— START EXTRACT —

The Dominican Hustle

By Gare Joyce

Epy Guerrero sits in a shaded dugout and watches forty-five players working out on the diamond in the noonday sun. Whenever they pass by him, they nod, wave, wink. They call him jefe, boss, and when they make a good play in the field or drive the ball to the wall, they look to him for approval. None comes. He wears oversize black shades but even if he were to take them off you couldn’t tell what he’s thinking. His expression is impassive, a poker face that’s the product of thirty years of practice. After tens of thousands of workouts and tryouts on hundreds of fields all through the Caribbean, he wouldn’t raise an eyebrow if the second coming of Ted Williams were taking batting practice. He’d never tip anyone off.

Guerrero’s stony visage is a matter of habit, not necessity. There’s no one looking over his shoulder, no spies out there. He’s a half hour from Santo Domingo, Dominican Republic, but the diamond sits at the end of a hilly, washed-out road that would thwart any 4x4 and all but the heartiest goat. The diamond belongs to the baseball complex that he leases to the Seattle Mariners, and forty-one of the forty-five players are under contract to the ballclub. A few have played in the minors in the States; most played in the Dominican Republic’s rookie league. They’re known quantities.

Guerrero speaks in something just above a whisper, as though he fears being overheard. He gives me the rundown of the pitcher on the mound: “Lefty. Eighteen. Bad body. Fastball 92. Got a hook, too. Good mechanics. Gonna play in the States. Got a shot.”

But even if rival scouts were lurking in the palm out behind the left-field wall, it wouldn’t matter if they knew what Epy Guerrero is thinking about this lefty or any other player here. He’s working, sure, but he’s not working for anybody. He’s nobody’s jefe. “I come out here,” Guerrero says. “Most days, I no have job. Thirty years in the game, no job.”

*

Epy Guerrero breaks for lunch while the infielders are taking ground balls. He walks me over to the residence he keeps out at the complex, where he stays some nights when he doesn’t feel like driving back to Santo Domingo. So too does his youngest son, Joel, the Mariners’ trainer at the complex. Usually, another of Epy’s sons, Patrick, would be along, but he’s off on business. He’s Seattle’s scouting director in the Dominican and he’s closing the deal on a top prospect this afternoon.

While a cook in the kitchen prepares him chicken, rice, and beans, Guerrero takes me into his trophy room. It used to double as a rec room for entertaining baseball executives. “Nobody comes long time,” he says.

When he flips on the light, all the memories warm up. The walls are lined with Scout of the Month awards from the Topps baseball-card company, with photographs of the Jays’ World Series teams and with framed newspaper clippings.

Guerrero’s former prominence is captured by one of those yellowing clips: a list of the twenty-five most powerful men in major-league baseball circa 1990. It ranks Guerrero as sixteenth, several slots ahead of future Hall of Famer Roger Clemens. It was a fair assessment of the Toronto Blue Jays scout based in the Dominican Republic. The Jays were perennial contenders and the Caribbean had as much claim on the team as Toronto. At one time, eighteen players on Toronto’s forty-man roster were from Latin America.

— END EXTRACT —

● **WHAT YOU NEED TO DO**: Extend the profile of scout Epy Guerrero by writing what comes after its last paragraph. The listing after this point is unrelated to the text above.

— START GIVEN MATERIAL —

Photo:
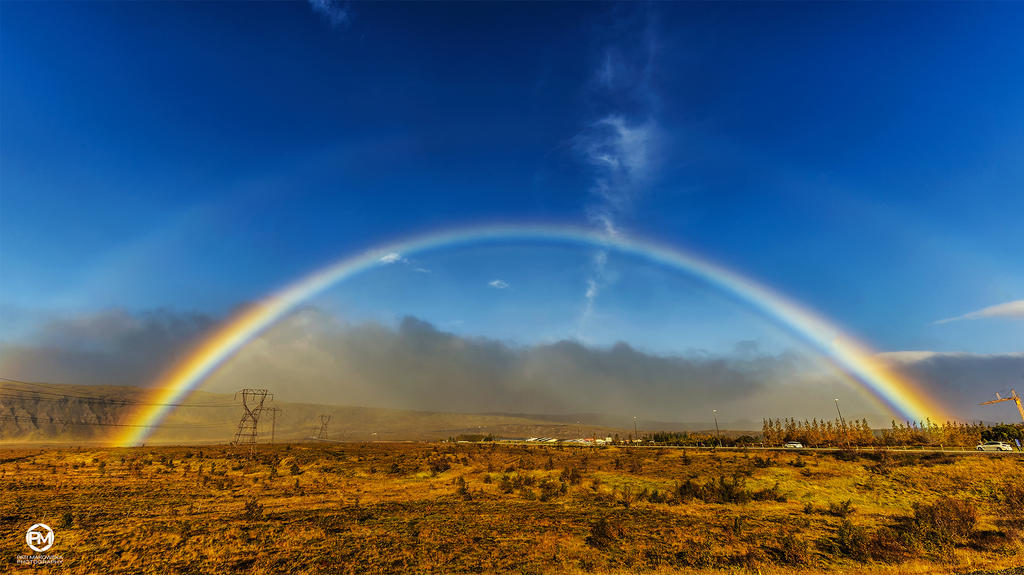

— END GIVEN MATERIAL —

● **TASK RESULT**:
Guerrero was a rarity in baseball: a celebrity scout. Behind every player he signed, he had a story to tell.

Those stories are on the walls of this room. One clipping recounts the inspirational rise of Tony Fernandez, how Fernandez arrived at Guerrero’s complex as a scrawny sixteen-year-old from the shanties in San Pedro de Macoris, and how he made himself into an All-Star by dint of years of work under Guerrero’s direction. In another frame, a Sports Illustrated feature details a tale of cloak-and-dagger intrigue, how Guerrero went under cover into war-torn Nicaragua to smuggle out Grant Alyea Jr., an outfielder and son of a former major leaguer.

Guerrero smiles when he looks at the SI story and a picture of himself, twenty years younger, in military fatigues. “Whatever it takes to get the player, I’d do,” Guerrero says.

Pat Gillick knew that. More than anyone else, Guerrero had the Jays’ general manager’s ear. Gillick, in turn, thought nothing of calling Guerrero at 3 a.m. to bounce personnel ideas off him, stuff having nothing at all to do with the Dominican Republic.

“My best friend,” Guerrero says, pointing to Gillick in a photo of the staff at the SkyDome. “I gotta take his call, even if it wakes up my wife.”

Gillick, who graduated from university at age twenty, and Guerrero, who did his schooling on the streets, had been in the minors together in the Houston Astros’ system. Gillick blew out his arm before he had a shot at the majors, but the Astros offered him a job in the front office. In turn, he helped Guerrero land work as a bird dog, a part-time scout for Houston in the Dominican. When Gillick jumped to the Yankees, so did Guerrero. Same with the expansion Toronto franchise.

Their vision came together with the Jays in the early 80s. They knew that only the Los Angeles Dodgers had any interest in scouting the Dominican. Epy had bought a sprawling parcel of remote bush for $750; the seller was being cleaned out by his ex’s divorce lawyer. Guerrero came up with the idea to build a baseball complex there, a diamond, and a dormitory for the players. He had to clear out palms, not corn, but otherwise el Complejo de Epy was his Field of Dreams. He built it. They came.

In the beginning, Guerrero raided major-league teams’ rosters: from Cleveland, Alfredo Griffin; from the Yankees, Damaso Garcia; from Philadelphia, George Bell. The development of homegrown talent came later. Some exploded on the scene and flamed out quickly (the fast but flaky Junior Felix); others made the most of limited talent and hung around the majors forever (journeyman infielder Luis Sojo); and a few flirted with greatness (Bell and Fernandez).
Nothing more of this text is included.